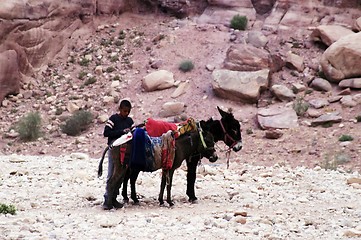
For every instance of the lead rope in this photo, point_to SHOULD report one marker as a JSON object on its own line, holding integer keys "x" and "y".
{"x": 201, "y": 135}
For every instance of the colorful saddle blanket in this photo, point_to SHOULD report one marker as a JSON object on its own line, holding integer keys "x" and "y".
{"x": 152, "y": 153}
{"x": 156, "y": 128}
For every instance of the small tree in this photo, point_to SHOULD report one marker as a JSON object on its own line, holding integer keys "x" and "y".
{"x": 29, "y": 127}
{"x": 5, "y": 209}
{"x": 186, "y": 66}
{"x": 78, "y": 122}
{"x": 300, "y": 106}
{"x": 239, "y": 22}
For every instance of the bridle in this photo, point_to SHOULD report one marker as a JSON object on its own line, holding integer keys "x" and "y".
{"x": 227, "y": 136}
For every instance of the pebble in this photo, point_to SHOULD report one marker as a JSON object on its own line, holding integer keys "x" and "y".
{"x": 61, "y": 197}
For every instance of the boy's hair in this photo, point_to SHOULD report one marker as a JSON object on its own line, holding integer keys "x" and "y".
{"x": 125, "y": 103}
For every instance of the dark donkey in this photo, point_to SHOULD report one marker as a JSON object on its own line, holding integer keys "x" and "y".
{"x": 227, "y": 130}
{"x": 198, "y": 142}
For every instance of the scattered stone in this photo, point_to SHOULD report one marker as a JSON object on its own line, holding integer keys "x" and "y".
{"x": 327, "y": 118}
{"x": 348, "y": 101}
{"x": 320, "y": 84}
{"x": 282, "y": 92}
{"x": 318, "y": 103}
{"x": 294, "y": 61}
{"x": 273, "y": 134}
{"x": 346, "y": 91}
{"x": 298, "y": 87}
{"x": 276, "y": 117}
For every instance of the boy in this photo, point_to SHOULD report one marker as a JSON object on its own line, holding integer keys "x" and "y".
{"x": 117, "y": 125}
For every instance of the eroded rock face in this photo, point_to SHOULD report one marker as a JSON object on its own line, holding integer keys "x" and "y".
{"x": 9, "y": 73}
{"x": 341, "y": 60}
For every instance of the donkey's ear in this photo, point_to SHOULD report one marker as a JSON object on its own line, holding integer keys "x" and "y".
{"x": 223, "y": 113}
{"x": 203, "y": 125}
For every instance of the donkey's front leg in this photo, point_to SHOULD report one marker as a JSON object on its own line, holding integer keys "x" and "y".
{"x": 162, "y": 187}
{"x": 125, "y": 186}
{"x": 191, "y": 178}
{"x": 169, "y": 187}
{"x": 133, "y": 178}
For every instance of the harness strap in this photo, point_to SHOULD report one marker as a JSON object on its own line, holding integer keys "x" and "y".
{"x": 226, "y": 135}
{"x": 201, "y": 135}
* * *
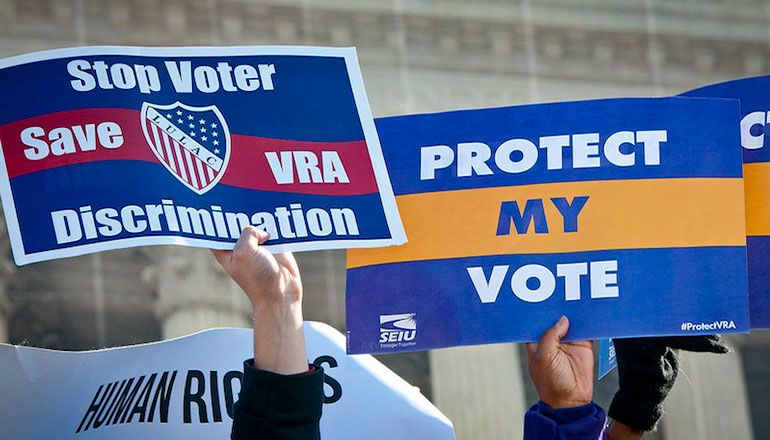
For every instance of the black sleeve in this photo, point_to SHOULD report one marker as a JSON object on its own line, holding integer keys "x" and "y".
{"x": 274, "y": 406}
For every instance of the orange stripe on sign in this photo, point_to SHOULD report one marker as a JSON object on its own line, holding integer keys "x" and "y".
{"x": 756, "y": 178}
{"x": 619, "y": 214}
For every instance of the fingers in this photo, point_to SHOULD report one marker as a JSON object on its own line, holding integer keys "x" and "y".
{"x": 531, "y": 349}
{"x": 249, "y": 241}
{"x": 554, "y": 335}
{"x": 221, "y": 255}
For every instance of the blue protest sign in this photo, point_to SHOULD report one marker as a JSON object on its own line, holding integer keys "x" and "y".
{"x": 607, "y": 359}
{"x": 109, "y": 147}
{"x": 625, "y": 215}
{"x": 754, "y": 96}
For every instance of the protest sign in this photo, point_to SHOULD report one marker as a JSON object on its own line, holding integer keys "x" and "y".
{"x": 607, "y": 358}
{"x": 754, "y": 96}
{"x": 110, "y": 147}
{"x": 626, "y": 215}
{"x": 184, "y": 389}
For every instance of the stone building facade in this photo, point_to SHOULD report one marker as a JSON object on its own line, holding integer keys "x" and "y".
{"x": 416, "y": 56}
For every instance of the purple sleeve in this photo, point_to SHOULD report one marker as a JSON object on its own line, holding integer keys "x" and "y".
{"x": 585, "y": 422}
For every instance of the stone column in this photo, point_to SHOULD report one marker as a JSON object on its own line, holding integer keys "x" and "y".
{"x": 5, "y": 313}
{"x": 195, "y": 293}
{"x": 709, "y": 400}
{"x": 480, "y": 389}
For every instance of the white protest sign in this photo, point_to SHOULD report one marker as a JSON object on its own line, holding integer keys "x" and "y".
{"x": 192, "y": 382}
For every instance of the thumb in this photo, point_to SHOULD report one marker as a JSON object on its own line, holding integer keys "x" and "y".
* * *
#### What you are asked to do:
Copy out the rows above from the line with "For every instance of the fingers" to the line with "For every instance of the thumb", keeping both of those lines and reproducing every line in that stretch word for word.

#### Answer:
For every instance of the fingers in this photo, point_to SHOULD report one marker as a JSON object on its own line, holding integer keys "x" and "y".
{"x": 531, "y": 349}
{"x": 249, "y": 241}
{"x": 554, "y": 335}
{"x": 221, "y": 255}
For every instance of the blue protest sign in this photo, point_to SHOULD report one marker as a JSON object on its own line, holding integer keys "x" and "y".
{"x": 607, "y": 359}
{"x": 109, "y": 147}
{"x": 625, "y": 215}
{"x": 754, "y": 96}
For every instance of the protest sign in this photo, point_to SHOULD report one marker as a JSON object on its own line, holding integer keys "x" and "y".
{"x": 607, "y": 358}
{"x": 754, "y": 96}
{"x": 110, "y": 147}
{"x": 626, "y": 215}
{"x": 184, "y": 389}
For every instance of the stone building facade in this photo, point_to SHOULD report one marker as a JSON object on its own line, holding integer keys "x" and "y".
{"x": 416, "y": 56}
For every instance of the purple sleeve in this photo, point_to SHOULD report one marker as a JSON object on its own line, holding integer keys "x" and "y".
{"x": 585, "y": 422}
For every instance of the stone column in this photo, point_to SHOULD report one marker as a JSON object on its own line, holding integer keys "x" and "y".
{"x": 5, "y": 313}
{"x": 195, "y": 293}
{"x": 709, "y": 400}
{"x": 480, "y": 389}
For every instance of the white protest sign in this photo, point_to SHOULD report one marker as a JSON object on its own line, holding integer keys "x" and "y".
{"x": 192, "y": 382}
For every instance of the thumb in this photo, point_to SHOULD report one marker as a JSON object on its own line, holding integer keys "x" and "y".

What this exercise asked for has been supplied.